[Pointing records for named objects]
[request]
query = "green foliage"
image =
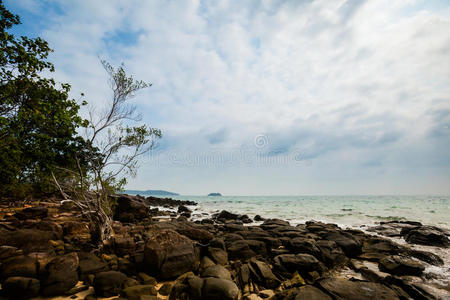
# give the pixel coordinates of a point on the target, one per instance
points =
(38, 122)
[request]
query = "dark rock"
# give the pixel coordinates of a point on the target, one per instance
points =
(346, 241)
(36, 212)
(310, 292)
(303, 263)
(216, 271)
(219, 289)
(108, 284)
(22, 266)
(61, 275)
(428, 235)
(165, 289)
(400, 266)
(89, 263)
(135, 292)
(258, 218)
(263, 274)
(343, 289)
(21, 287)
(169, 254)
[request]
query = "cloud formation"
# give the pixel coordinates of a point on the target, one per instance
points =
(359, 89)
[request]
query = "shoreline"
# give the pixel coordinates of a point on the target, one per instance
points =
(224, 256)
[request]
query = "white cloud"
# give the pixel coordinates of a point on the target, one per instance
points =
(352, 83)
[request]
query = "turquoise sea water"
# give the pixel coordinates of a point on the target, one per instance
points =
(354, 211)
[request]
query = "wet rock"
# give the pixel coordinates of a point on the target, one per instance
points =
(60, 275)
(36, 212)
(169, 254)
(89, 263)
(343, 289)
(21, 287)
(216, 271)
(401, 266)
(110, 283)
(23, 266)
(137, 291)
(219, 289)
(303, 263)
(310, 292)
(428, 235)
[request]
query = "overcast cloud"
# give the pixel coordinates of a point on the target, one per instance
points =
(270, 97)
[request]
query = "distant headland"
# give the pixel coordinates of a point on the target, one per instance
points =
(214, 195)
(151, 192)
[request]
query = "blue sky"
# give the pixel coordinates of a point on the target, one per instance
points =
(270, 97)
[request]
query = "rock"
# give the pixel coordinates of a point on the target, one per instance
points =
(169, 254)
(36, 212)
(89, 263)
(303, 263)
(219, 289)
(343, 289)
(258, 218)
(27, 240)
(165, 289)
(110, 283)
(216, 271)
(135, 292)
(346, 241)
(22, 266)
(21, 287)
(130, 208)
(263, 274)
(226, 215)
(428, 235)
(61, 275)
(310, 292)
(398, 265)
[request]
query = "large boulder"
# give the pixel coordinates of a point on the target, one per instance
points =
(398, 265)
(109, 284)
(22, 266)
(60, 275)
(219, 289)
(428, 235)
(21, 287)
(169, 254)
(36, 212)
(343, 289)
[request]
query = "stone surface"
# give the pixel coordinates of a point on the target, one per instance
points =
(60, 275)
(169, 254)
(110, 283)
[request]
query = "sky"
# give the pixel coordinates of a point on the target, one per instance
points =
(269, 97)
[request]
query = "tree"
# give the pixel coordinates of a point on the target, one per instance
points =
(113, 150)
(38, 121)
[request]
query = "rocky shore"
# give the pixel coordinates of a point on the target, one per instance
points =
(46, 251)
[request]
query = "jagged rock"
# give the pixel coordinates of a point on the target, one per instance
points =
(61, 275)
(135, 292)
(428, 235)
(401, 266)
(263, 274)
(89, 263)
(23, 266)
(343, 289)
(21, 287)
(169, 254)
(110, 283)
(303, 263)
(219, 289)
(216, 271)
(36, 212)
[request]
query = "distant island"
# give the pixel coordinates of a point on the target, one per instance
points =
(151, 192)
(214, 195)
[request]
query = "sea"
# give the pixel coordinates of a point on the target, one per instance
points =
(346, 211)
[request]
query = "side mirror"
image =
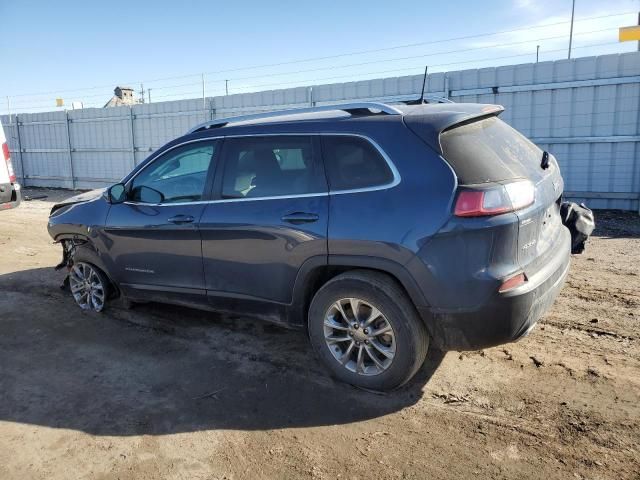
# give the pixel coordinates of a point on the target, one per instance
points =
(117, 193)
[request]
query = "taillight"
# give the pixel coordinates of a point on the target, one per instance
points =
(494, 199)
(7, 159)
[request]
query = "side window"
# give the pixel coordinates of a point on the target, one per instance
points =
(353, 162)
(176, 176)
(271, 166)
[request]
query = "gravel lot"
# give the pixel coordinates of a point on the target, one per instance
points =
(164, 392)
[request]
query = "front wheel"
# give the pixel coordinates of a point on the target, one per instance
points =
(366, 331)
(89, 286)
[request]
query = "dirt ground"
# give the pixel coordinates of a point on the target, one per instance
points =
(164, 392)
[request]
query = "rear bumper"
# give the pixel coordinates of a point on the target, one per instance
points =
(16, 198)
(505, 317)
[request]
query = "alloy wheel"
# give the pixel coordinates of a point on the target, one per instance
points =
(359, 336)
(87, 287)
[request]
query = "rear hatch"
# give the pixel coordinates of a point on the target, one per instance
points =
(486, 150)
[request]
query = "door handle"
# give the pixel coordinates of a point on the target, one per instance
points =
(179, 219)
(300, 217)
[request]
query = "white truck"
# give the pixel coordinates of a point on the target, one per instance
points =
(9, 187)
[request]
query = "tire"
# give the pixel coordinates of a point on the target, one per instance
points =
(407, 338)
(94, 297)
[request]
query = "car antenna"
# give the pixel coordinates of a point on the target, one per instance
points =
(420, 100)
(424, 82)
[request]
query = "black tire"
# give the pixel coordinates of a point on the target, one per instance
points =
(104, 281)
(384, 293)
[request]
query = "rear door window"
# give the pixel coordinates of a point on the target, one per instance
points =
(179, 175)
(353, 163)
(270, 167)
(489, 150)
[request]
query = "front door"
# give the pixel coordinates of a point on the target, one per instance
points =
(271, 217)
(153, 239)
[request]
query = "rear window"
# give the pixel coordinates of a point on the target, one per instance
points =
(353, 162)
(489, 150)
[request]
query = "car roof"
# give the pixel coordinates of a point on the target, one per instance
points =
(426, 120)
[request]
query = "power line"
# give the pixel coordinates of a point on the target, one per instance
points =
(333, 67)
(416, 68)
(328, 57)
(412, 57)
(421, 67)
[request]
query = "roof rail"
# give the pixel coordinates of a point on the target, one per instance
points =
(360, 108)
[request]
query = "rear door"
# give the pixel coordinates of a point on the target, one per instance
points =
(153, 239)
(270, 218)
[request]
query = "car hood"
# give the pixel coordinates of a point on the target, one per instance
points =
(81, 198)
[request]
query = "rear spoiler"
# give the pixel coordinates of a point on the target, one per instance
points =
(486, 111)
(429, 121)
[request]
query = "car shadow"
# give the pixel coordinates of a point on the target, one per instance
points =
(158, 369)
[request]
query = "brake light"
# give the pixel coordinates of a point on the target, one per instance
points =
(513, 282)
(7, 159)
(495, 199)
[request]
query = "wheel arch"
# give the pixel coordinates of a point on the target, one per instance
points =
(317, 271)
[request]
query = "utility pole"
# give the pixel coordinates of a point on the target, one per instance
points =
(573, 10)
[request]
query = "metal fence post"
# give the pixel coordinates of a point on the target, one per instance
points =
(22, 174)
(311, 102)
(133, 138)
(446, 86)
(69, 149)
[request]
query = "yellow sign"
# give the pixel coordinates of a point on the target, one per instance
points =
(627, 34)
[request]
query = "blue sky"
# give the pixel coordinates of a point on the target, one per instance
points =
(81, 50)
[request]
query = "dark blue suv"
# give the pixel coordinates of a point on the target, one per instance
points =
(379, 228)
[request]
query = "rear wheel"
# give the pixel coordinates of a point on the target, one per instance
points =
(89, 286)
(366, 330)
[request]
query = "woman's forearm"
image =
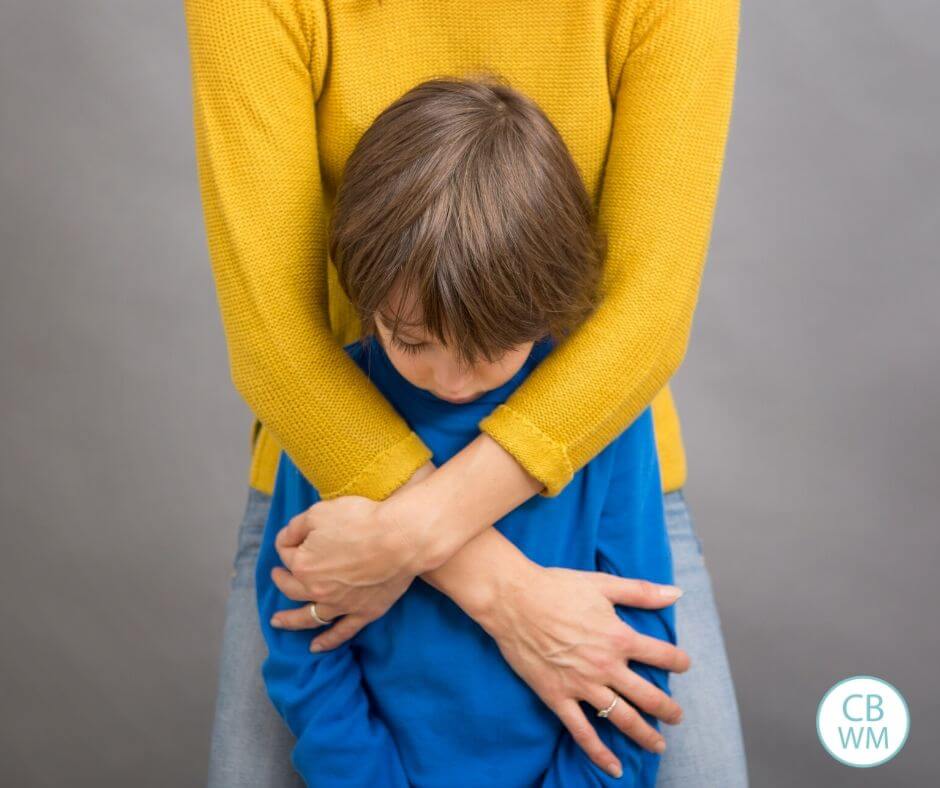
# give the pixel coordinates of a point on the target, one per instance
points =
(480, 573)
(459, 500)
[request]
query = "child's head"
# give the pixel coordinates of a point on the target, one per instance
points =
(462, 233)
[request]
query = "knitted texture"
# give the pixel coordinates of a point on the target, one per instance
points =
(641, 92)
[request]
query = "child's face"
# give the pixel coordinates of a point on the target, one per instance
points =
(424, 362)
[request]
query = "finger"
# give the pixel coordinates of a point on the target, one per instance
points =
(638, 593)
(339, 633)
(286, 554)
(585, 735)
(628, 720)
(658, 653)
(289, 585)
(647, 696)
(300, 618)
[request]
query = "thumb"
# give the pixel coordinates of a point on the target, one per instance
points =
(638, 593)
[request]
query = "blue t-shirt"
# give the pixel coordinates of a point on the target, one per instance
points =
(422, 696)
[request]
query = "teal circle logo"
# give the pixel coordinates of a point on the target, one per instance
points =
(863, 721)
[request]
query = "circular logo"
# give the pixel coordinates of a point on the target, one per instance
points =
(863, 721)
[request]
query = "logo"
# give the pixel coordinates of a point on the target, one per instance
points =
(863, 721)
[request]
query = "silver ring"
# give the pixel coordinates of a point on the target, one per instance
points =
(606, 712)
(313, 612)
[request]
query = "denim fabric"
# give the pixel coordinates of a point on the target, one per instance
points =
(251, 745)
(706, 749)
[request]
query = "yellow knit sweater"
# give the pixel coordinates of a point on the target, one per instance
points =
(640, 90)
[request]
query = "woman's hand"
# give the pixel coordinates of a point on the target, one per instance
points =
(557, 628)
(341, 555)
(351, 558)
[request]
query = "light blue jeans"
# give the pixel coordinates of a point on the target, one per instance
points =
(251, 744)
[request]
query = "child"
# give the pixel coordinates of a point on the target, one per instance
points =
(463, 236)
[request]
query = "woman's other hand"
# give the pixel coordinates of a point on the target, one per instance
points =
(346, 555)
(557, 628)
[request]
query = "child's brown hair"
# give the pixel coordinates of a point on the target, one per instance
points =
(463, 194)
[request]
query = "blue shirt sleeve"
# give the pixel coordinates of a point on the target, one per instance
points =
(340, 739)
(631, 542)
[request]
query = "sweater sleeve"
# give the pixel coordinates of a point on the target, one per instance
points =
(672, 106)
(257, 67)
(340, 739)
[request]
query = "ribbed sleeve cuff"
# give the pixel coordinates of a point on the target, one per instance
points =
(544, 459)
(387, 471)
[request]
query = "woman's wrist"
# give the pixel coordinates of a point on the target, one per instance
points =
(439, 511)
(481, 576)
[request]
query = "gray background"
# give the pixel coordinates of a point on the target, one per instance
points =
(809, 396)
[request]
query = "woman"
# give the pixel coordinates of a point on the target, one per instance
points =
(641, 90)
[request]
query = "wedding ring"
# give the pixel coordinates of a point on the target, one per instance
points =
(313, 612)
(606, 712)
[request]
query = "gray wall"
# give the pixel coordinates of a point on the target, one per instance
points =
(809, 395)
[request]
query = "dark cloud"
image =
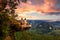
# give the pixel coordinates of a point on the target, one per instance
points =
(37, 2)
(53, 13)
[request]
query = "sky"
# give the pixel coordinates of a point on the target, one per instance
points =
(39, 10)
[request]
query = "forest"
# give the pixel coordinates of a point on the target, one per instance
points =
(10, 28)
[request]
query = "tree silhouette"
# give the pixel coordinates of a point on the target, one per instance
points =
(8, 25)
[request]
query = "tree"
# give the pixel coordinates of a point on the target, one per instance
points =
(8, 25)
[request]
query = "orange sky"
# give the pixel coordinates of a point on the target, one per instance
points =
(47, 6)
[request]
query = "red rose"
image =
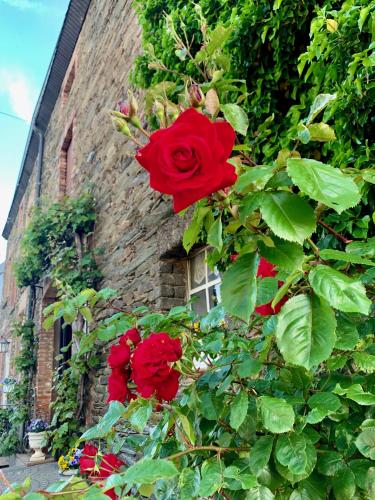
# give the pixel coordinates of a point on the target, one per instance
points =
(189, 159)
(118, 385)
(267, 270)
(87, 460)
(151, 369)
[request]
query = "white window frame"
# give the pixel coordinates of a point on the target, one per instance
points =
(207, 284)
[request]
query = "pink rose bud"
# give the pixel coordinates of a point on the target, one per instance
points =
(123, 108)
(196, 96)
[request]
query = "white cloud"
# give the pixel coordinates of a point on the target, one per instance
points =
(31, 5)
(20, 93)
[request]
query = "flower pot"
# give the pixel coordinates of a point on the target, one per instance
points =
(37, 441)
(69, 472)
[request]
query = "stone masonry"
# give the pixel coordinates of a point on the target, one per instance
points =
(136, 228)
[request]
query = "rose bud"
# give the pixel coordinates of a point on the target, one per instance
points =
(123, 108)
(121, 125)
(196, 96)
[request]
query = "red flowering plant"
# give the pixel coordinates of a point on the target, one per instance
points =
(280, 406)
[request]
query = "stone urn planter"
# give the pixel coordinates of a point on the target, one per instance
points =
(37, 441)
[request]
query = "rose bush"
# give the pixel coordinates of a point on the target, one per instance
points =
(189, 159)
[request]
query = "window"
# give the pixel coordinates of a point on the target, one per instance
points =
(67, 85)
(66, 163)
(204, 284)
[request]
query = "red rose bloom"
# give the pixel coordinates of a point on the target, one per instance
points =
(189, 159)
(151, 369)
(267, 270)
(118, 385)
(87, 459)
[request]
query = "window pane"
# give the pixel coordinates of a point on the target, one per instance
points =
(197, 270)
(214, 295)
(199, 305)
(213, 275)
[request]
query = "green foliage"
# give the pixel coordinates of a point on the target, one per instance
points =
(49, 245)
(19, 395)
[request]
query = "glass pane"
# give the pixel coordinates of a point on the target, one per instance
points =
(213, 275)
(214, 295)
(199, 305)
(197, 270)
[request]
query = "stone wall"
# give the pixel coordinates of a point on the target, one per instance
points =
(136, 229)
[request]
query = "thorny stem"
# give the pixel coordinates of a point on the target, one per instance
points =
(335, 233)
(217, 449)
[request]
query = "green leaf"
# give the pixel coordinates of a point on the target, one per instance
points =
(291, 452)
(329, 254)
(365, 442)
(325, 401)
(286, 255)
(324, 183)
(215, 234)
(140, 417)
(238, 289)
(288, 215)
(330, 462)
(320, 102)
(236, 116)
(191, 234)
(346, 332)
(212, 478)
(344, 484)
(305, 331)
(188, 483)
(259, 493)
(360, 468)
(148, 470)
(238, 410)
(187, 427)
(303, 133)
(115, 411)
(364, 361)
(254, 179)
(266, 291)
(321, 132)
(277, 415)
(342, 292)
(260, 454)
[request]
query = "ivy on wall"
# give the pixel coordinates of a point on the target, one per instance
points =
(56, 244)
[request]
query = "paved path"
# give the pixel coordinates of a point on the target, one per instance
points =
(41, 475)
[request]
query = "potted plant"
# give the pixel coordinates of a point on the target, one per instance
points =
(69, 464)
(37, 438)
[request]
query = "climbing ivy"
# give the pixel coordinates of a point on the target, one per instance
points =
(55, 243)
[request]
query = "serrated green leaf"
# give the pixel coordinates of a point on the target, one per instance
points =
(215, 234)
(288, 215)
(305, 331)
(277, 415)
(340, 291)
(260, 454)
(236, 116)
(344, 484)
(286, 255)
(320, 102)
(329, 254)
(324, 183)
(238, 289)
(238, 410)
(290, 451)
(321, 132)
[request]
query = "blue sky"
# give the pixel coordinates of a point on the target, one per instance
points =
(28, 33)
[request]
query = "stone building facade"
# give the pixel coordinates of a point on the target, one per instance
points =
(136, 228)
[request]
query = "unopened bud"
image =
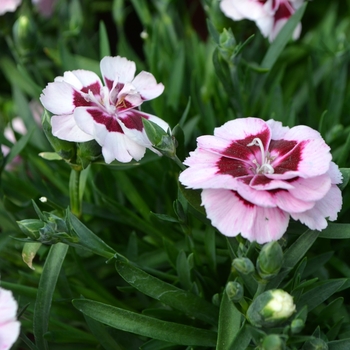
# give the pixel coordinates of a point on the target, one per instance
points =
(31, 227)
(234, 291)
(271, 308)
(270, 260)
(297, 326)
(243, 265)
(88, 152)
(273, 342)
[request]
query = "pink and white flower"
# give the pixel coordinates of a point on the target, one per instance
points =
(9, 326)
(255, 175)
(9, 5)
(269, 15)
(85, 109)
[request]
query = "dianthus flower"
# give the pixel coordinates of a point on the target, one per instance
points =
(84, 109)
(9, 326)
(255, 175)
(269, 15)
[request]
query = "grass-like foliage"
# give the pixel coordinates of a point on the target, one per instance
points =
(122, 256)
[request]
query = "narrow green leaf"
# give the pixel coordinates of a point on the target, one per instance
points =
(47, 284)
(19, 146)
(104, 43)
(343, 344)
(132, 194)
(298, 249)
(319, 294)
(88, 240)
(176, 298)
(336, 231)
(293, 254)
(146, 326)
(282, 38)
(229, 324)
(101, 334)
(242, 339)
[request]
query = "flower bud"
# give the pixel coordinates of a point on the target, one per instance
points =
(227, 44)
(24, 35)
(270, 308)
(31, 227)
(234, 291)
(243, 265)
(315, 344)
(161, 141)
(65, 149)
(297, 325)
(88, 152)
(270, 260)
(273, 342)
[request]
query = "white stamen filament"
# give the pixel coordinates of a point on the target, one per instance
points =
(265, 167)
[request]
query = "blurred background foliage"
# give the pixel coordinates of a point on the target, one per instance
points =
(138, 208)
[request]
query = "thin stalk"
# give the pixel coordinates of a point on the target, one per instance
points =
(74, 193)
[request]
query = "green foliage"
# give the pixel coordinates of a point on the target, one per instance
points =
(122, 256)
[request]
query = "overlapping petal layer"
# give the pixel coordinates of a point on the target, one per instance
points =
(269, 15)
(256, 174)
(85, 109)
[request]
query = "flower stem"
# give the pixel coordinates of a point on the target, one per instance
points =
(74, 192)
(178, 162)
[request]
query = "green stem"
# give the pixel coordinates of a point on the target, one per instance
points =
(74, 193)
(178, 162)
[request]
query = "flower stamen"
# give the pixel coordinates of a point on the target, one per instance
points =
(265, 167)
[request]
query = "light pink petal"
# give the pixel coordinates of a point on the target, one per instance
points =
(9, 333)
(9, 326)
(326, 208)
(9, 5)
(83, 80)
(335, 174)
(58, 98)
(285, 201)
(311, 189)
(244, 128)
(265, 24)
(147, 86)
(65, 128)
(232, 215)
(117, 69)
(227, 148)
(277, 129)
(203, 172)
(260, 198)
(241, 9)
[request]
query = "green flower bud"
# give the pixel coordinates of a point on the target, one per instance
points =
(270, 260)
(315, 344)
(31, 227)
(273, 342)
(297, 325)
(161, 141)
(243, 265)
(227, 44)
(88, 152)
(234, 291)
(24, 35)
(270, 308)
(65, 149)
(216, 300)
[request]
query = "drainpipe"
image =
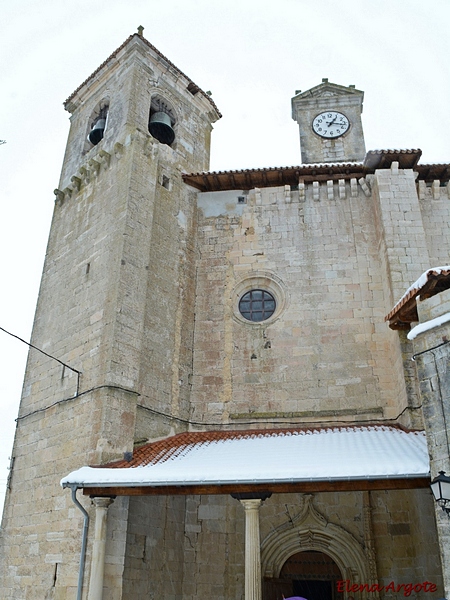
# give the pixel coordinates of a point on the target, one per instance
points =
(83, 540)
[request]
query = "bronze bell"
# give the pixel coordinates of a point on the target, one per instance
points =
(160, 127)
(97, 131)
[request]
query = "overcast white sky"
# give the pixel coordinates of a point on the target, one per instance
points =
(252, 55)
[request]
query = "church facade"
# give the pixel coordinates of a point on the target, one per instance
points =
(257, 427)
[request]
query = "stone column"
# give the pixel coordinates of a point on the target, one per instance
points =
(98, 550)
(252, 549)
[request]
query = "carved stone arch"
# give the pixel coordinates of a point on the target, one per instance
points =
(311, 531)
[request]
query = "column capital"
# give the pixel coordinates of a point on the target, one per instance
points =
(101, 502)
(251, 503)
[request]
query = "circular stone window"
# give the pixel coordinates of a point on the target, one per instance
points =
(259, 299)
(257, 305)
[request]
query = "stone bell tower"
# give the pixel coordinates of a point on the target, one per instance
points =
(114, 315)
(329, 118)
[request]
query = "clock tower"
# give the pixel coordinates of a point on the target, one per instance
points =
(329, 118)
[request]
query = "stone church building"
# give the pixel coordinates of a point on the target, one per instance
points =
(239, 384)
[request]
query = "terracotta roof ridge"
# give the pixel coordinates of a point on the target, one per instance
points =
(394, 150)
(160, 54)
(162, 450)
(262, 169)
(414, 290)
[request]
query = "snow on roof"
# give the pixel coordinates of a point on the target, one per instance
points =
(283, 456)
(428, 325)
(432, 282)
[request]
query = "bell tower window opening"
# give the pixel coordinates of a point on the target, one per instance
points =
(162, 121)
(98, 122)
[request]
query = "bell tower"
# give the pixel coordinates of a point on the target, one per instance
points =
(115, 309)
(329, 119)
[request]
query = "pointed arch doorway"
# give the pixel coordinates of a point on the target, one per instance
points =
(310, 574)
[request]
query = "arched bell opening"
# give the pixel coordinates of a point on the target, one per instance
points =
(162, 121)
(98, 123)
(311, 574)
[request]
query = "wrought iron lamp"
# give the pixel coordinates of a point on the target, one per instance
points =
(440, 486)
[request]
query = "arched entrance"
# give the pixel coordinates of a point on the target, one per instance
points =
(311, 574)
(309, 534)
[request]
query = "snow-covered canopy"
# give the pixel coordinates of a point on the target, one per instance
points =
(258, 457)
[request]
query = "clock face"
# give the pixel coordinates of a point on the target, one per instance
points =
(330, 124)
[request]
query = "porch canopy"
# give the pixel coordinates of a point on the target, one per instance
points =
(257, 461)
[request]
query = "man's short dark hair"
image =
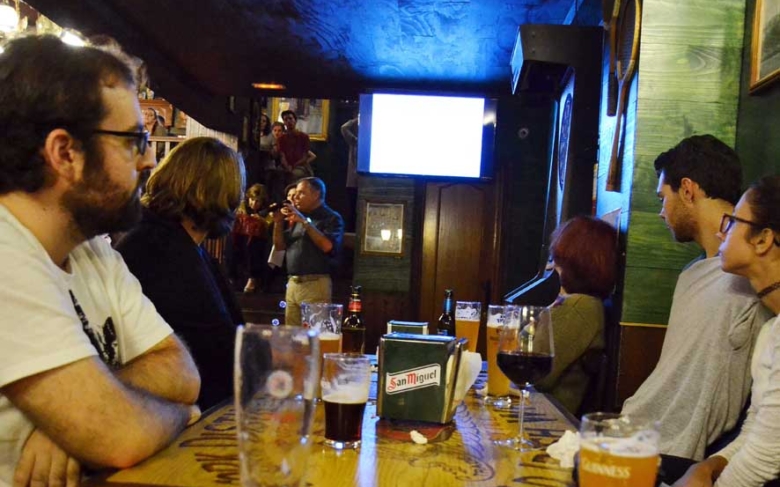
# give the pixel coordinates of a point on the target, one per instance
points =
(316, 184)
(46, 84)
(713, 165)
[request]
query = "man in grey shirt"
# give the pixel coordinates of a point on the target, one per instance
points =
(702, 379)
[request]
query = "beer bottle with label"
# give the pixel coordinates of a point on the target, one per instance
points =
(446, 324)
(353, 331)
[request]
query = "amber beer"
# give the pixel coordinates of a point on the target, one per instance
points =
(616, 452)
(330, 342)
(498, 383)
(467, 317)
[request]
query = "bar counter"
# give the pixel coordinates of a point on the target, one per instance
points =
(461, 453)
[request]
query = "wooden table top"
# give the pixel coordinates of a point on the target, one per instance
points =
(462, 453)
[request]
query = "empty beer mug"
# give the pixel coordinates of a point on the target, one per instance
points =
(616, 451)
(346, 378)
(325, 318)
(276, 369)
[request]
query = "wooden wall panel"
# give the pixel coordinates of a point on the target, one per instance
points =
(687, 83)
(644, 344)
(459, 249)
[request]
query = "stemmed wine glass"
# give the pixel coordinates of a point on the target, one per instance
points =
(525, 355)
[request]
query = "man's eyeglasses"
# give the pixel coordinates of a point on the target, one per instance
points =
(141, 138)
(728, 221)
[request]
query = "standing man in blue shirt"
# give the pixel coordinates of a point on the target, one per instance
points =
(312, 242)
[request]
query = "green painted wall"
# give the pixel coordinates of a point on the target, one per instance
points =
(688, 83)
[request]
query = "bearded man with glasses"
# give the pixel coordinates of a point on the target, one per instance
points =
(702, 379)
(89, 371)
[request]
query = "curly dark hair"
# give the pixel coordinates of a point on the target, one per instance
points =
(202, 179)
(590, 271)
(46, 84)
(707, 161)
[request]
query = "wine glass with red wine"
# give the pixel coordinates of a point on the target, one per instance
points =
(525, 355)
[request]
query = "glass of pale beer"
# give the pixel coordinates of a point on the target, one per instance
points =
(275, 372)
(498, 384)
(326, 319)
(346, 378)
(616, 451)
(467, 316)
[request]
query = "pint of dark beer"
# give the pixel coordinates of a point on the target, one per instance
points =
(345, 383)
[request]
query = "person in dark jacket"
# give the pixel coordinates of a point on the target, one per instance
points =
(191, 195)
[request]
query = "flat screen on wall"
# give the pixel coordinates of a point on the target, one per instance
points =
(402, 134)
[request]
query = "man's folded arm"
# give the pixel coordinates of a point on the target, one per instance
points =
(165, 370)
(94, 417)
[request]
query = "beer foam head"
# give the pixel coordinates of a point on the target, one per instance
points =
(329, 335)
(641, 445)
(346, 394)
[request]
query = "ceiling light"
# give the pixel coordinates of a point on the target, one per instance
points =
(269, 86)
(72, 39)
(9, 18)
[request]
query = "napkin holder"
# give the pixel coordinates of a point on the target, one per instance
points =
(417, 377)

__Challenge__. Find each line in the data above that contains the word "arched" and copy those lines out. Uppercase and lowercase must match.

__Result of the exercise__.
query = "arched bell opening"
query = "arched entrance"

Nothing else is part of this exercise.